PROBLEM STATEMENT: Set down exactly, and only, the lines from the one with "# mark a point on every instance of the green pond" to the final line of the entries, both included.

Data excerpts:
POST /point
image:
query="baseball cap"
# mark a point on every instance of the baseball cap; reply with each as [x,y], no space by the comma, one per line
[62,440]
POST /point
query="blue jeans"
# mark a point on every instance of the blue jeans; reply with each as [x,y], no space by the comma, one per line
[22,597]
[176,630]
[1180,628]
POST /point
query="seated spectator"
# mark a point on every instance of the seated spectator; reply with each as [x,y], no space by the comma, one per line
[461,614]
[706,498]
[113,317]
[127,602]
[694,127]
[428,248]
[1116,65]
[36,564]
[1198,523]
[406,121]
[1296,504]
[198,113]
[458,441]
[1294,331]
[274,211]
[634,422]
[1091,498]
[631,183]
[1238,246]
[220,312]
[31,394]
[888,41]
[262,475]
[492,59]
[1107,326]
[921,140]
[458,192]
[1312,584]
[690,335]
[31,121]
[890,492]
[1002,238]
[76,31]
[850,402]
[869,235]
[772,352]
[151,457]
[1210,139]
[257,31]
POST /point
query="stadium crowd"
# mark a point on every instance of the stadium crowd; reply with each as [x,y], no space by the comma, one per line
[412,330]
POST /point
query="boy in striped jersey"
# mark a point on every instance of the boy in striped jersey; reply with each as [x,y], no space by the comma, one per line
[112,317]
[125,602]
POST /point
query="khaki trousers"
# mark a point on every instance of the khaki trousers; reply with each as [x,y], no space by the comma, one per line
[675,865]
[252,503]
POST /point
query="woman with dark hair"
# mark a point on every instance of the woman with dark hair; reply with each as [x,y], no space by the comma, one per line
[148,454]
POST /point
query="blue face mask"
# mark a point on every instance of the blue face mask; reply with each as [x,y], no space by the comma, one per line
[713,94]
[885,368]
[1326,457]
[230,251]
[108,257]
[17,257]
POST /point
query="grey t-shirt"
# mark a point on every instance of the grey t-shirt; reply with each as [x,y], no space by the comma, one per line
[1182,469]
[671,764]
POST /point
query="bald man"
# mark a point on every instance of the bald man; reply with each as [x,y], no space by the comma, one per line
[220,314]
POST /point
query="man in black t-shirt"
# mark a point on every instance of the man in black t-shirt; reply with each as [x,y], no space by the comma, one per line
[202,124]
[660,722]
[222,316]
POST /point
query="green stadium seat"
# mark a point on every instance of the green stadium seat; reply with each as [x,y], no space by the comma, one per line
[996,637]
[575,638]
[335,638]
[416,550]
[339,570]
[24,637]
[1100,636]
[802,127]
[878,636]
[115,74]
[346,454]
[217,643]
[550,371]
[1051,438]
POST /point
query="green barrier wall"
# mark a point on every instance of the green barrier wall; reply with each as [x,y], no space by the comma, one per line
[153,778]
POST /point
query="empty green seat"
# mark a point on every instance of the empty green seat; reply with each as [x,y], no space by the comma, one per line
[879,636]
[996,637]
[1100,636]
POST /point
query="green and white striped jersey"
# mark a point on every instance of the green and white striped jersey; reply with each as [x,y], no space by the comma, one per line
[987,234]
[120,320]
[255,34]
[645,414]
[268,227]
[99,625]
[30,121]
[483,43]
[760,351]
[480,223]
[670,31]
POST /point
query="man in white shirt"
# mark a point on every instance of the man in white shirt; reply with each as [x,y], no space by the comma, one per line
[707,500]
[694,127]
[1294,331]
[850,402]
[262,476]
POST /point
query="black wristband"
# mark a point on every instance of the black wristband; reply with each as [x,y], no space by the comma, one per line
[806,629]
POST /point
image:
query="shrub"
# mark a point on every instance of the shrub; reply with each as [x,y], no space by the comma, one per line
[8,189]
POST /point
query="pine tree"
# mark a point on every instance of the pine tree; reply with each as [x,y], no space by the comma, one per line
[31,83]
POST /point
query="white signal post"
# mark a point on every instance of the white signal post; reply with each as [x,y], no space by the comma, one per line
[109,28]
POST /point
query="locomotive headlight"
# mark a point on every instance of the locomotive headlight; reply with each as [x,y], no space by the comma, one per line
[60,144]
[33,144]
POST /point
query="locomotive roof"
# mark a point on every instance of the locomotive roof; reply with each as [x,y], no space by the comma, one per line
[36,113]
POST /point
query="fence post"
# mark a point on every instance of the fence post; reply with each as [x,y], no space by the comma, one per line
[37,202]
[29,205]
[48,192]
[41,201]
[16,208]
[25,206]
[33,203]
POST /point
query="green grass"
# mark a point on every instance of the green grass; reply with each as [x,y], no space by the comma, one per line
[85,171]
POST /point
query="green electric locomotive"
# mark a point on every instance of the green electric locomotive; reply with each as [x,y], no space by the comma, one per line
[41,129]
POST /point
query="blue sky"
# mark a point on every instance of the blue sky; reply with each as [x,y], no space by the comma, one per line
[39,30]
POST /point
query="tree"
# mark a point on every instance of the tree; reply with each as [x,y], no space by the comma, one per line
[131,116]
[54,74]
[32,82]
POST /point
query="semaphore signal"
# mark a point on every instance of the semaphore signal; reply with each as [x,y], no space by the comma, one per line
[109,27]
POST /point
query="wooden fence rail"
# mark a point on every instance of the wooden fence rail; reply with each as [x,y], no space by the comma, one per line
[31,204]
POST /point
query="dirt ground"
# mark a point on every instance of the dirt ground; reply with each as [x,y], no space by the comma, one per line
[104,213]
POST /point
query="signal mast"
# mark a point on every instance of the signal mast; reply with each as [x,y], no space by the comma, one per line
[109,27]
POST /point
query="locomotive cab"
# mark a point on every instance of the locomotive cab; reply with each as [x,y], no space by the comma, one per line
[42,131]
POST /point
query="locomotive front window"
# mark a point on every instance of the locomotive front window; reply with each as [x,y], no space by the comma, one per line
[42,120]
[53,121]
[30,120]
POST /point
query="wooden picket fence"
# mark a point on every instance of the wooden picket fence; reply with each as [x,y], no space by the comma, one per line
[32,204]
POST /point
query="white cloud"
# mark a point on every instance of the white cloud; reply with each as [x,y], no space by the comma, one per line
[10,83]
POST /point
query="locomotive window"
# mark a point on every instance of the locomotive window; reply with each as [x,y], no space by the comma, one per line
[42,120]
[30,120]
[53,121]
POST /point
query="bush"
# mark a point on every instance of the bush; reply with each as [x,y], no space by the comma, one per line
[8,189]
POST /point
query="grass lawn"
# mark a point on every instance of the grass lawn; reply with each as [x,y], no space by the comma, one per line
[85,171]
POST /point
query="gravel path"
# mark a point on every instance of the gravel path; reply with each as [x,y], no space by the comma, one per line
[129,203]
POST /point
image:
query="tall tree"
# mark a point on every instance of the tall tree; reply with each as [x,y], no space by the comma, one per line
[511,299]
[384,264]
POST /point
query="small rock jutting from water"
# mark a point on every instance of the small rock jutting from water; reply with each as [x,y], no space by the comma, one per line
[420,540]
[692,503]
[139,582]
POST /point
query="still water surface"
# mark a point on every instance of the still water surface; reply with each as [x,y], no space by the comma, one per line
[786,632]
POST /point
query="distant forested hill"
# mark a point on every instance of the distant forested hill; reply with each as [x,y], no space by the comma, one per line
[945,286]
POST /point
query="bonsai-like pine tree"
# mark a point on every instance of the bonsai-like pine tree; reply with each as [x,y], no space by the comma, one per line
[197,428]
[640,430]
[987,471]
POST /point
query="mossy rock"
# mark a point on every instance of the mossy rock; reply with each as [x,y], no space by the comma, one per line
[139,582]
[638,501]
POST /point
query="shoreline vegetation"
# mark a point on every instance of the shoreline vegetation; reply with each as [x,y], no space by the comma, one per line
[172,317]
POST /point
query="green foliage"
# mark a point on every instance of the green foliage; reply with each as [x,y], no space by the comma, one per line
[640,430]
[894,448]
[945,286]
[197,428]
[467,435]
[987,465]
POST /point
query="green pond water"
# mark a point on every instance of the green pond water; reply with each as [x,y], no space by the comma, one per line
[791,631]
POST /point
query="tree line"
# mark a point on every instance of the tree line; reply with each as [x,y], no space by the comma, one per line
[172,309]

RESULT OF THE EXERCISE:
# mark a point on every instance of the green pond water; reply with each as [x,y], no space by the comma, one per line
[791,631]
POST /point
query="tree line"
# mark a point on every instance of the tree line; reply with each as [x,y], no space by the comma, one per line
[172,309]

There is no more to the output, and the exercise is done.